__Problem requirements__: Begin at the line that contains "of the purple" and copy every line through the end of the records, leaving each line as it is except that every coordinate in the answers is shifted up by 80.

★ ★ ★

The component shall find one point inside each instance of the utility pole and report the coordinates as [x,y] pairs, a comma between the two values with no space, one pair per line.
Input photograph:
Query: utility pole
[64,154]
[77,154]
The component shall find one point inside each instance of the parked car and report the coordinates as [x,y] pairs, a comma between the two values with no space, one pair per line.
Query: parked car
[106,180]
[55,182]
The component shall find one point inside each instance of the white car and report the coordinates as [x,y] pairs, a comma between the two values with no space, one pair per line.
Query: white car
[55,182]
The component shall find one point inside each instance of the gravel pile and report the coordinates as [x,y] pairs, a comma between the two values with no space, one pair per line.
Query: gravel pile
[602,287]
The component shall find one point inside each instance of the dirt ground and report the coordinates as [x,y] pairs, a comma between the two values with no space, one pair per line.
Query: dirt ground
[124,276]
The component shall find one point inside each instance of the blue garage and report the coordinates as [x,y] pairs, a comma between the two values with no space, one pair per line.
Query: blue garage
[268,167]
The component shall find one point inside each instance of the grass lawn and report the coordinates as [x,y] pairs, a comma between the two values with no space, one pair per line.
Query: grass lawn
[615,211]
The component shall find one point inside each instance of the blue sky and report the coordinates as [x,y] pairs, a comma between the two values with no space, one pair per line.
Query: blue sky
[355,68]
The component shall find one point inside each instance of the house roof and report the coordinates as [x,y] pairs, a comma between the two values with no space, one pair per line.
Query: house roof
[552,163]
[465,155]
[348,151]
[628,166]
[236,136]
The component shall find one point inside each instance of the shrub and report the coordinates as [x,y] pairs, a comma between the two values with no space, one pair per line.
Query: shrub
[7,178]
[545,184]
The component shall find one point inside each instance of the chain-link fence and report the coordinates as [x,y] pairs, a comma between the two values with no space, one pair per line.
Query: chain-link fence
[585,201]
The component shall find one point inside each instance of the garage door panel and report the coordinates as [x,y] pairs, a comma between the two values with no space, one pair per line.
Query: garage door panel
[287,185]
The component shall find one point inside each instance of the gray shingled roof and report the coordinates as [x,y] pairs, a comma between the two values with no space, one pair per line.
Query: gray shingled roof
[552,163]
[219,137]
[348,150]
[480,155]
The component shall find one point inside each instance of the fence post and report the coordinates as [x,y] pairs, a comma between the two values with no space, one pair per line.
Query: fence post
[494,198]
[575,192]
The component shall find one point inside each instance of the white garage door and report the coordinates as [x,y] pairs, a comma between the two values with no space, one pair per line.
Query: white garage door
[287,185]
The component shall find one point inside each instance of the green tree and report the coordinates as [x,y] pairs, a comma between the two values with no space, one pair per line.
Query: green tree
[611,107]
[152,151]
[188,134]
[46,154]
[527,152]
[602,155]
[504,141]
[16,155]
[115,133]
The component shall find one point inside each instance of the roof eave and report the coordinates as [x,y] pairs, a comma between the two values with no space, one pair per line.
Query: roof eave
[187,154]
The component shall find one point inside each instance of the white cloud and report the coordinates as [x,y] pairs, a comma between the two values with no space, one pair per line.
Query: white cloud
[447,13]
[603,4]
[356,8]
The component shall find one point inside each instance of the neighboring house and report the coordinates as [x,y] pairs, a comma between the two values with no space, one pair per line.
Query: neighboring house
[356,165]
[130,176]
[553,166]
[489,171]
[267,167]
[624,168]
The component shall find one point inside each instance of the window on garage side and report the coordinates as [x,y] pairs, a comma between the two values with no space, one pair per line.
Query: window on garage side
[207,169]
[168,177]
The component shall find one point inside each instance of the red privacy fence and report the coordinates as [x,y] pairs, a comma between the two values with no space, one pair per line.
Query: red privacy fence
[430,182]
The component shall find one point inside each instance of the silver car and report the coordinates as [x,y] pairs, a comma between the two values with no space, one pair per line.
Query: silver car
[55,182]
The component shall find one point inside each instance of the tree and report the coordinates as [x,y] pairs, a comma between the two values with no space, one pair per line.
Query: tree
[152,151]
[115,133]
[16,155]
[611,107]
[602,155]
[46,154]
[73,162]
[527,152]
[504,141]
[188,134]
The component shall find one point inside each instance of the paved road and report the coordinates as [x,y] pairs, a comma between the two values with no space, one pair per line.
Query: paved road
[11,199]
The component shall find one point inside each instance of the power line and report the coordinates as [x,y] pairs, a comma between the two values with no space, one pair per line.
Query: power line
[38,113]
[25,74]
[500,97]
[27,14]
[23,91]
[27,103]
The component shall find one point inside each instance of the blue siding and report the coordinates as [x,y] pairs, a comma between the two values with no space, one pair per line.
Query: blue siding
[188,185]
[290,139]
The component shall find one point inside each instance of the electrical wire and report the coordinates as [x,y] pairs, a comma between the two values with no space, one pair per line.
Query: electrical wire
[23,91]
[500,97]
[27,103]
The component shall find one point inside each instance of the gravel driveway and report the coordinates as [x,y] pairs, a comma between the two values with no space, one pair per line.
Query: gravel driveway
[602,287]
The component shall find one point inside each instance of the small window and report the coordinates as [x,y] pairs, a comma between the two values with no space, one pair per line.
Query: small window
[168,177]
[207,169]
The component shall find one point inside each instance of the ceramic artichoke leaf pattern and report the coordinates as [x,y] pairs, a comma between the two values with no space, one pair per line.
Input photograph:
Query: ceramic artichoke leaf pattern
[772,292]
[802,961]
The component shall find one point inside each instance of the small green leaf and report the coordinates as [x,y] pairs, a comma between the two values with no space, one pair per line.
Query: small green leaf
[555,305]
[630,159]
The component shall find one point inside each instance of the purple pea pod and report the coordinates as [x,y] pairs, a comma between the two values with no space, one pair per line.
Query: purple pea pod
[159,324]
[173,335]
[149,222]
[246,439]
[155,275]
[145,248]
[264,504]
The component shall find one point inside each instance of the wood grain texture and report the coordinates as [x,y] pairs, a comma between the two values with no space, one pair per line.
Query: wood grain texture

★ ★ ★

__Response below__:
The component shall find one point inside each instance of the purple pea pod and report the coordinates as [x,y] pairs, a comma between the two values with no space, one pair per line.
Query: purple pea pod
[239,404]
[253,415]
[229,302]
[326,519]
[235,355]
[225,328]
[344,584]
The component shall find one point inside each instance of the wood grain texture and report the coordinates as [x,y] pairs, a comma between the two values with no space, one pair per line.
Query: wood grain texture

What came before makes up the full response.